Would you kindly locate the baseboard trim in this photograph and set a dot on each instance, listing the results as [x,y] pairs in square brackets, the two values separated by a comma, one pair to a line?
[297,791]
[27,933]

——————————

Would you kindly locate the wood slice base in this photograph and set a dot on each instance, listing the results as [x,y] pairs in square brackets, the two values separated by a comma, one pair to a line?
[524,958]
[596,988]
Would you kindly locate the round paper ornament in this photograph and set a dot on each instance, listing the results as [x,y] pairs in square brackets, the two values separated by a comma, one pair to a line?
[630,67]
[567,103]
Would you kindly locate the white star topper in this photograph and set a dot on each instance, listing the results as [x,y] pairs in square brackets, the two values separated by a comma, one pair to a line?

——————————

Copy the stretch from the line containing "Would you kindly locate the wood" through the line containing "Would you kindly locate the white", changing "set a dot" to "place a marker" and keeping everything else the same.

Would you kindly locate the wood slice base in this photograph and place a marker on each instance, listing the results as [x,y] pairs in square brackets, the two values separated by a comma, one pair to a line?
[524,958]
[596,988]
Would you kindly locate the round paper ornament in this photograph and place a marker on each instance, listing the results as [x,y] pairs in square brackets, the two values separated by a comma, one pair to a line?
[630,67]
[567,103]
Would you kindly locate the white star topper in this photograph and place a marker on each instance, listing the results as [x,y] pairs in square brackets, the two values separated by a comma, one pair to a line?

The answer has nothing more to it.